__EXERCISE MATERIALS__.
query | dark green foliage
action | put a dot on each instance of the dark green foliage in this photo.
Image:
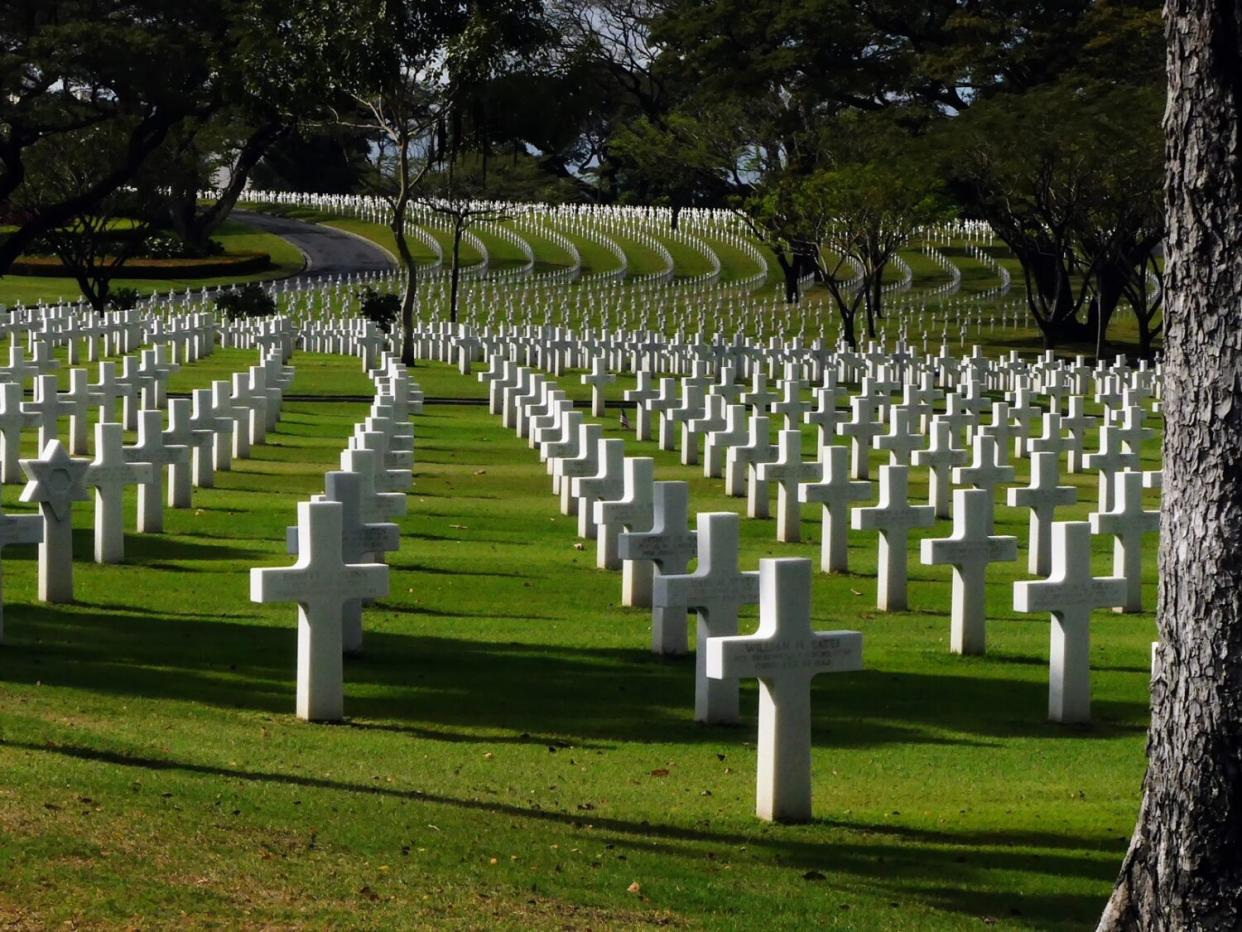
(123, 298)
(247, 301)
(380, 308)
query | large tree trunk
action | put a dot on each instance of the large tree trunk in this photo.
(1184, 869)
(790, 267)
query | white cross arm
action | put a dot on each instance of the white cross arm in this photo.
(1057, 595)
(745, 655)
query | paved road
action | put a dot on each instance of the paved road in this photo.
(328, 251)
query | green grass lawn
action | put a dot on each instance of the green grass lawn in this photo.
(235, 236)
(514, 756)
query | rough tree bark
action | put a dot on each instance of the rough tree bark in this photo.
(1184, 868)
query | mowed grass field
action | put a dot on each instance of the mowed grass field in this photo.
(514, 756)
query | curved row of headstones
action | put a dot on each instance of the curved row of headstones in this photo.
(342, 536)
(639, 521)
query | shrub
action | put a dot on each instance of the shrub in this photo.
(380, 308)
(247, 301)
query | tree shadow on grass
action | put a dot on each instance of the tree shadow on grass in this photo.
(969, 872)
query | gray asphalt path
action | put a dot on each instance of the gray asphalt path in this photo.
(329, 252)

__GIVEN TASK__.
Reproduce all of the data above word for word, omitting the picture from your answer.

__ANSWER__.
query | dark green foliage
action | put a dot on each instance of the dark green foliage in this photo.
Image:
(123, 298)
(247, 301)
(380, 308)
query | large tree trunk
action | put a dot on each instance of the large tree trunk in this photo.
(1184, 869)
(790, 267)
query | white cross arm
action | put a dot on each instance of the white cross arm in this photo.
(1057, 595)
(745, 655)
query | paved road
action | put a dot on each instance of the paved road in this photo.
(328, 251)
query | green grass lawn
action | put a dot on each instance of the green grass lawn in this photo.
(235, 236)
(514, 756)
query | rough tree bark
action | put a dot on each instance of the rough tree bark in this photo.
(1184, 868)
query | mowed grass field
action | put a dot on each instance of the mowed grass field in this photo.
(514, 756)
query | curved row of headstones
action | put a dot on each instance of the curved row of headstones in this photo.
(342, 536)
(639, 521)
query | shrub
action | put a dot on each instance of the shrub in this photo.
(380, 308)
(247, 301)
query | tree shadow on grass
action | put a dot on each instance of the tree shadow on grass in this photo.
(969, 872)
query | gray asphalt path
action | put a dot on each instance of the gray asphalt path in this photo.
(329, 252)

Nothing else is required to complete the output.